*THE PROBLEM*.
Reproduce everything in the listing from the line containing "of the distant" down to the line containing "of the rock", swapping "dot" for "marker" and leaving all else unchanged.

*SOURCE DATA*.
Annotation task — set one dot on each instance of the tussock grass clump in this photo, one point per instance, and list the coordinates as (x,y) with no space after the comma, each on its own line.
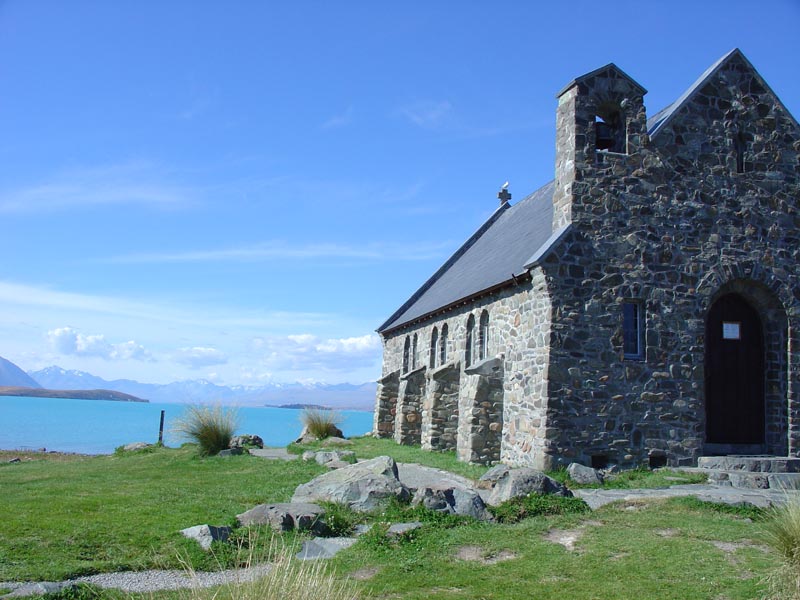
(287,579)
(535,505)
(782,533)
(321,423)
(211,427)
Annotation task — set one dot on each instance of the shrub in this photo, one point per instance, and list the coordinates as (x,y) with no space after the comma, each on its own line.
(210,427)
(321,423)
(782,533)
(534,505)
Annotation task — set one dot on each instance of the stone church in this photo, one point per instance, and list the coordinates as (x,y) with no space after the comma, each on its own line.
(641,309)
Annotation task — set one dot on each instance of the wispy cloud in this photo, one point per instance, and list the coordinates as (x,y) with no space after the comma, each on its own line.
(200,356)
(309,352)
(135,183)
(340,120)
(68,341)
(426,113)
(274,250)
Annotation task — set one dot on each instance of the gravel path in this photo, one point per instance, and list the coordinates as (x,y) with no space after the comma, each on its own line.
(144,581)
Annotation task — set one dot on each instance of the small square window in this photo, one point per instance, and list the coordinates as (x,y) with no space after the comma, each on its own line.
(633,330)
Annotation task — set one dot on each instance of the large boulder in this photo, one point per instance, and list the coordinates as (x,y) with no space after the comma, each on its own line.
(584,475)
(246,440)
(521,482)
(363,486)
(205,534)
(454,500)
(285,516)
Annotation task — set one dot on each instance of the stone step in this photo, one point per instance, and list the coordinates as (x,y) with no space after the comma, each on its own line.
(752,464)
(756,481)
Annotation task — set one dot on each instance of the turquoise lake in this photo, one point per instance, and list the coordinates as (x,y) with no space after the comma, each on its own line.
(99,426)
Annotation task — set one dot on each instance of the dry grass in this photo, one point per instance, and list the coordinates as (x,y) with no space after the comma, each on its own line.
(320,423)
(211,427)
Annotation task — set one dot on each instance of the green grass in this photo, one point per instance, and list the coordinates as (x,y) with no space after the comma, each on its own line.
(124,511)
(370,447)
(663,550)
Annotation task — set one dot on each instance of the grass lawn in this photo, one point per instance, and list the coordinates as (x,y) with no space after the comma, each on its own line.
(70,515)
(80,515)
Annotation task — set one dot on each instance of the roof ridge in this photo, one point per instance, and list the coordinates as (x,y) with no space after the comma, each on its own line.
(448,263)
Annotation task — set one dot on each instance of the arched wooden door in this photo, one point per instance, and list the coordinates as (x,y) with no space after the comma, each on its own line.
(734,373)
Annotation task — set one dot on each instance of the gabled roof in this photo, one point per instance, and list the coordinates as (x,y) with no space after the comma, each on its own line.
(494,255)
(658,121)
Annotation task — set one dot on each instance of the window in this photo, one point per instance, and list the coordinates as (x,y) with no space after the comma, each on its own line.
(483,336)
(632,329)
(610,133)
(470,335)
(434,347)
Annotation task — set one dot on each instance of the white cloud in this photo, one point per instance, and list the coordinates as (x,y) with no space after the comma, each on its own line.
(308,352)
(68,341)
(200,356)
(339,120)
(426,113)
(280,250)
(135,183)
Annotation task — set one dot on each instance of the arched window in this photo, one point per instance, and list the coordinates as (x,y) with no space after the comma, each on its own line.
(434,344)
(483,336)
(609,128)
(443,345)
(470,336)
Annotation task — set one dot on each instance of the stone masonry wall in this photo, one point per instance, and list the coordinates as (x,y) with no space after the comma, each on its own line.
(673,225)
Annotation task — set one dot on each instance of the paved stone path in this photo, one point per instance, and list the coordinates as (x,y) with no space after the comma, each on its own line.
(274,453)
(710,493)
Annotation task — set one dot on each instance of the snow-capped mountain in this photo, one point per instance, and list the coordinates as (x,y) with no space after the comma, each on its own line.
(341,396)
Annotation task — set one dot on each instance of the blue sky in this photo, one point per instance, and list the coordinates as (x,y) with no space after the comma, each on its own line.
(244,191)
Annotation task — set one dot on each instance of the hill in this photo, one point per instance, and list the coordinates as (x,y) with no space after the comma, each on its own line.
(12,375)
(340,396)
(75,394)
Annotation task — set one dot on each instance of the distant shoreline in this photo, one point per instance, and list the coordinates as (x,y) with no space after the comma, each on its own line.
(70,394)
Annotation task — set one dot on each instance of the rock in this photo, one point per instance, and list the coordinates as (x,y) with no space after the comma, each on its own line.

--

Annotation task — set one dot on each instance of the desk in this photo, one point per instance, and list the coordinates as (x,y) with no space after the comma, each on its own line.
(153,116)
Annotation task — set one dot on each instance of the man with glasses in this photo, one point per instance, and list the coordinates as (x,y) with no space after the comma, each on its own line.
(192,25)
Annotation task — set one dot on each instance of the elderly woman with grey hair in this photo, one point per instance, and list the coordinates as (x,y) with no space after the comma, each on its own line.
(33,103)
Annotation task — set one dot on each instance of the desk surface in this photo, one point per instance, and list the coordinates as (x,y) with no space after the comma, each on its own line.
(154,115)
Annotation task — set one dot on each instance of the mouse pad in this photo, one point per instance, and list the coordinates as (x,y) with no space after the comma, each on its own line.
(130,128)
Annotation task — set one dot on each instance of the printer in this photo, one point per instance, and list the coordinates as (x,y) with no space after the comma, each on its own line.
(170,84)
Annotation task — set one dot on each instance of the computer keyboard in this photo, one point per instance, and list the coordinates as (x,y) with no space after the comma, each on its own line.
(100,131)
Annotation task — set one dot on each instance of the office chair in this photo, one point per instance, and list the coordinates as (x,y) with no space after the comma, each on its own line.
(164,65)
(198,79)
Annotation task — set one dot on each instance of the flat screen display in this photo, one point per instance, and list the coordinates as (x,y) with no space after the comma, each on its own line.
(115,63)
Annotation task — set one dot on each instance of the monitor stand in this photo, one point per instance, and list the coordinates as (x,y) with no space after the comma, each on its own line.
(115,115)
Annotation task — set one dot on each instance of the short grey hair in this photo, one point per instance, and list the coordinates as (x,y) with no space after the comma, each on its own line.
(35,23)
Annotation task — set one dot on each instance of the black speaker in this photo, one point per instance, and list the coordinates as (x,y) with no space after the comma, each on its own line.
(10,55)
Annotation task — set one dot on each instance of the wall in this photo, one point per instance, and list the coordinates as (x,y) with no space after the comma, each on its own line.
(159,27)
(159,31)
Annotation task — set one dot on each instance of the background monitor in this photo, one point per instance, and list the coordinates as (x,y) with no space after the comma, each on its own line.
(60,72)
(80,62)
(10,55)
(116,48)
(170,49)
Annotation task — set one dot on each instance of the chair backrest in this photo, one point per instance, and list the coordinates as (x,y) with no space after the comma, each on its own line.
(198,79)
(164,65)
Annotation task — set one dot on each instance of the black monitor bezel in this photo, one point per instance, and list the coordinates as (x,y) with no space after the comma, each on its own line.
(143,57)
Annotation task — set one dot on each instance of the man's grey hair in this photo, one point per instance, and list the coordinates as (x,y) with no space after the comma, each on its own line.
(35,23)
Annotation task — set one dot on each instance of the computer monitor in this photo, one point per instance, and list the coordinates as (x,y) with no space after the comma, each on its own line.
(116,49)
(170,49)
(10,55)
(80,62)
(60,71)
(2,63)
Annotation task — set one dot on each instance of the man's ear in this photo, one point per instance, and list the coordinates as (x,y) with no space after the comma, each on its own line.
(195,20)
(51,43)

*RESPONSE TO THE TASK*.
Annotation task — set one marker on each instance of the distant shoreline in this photo, one point per instance, and list the coordinates as (x,y) with no space after the comma, each on its own line.
(70,394)
Annotation task — set one marker on each instance of the rock in this photo, one point per instance, and list the coordinates as (x,y) with no space after the comma, each on its own line.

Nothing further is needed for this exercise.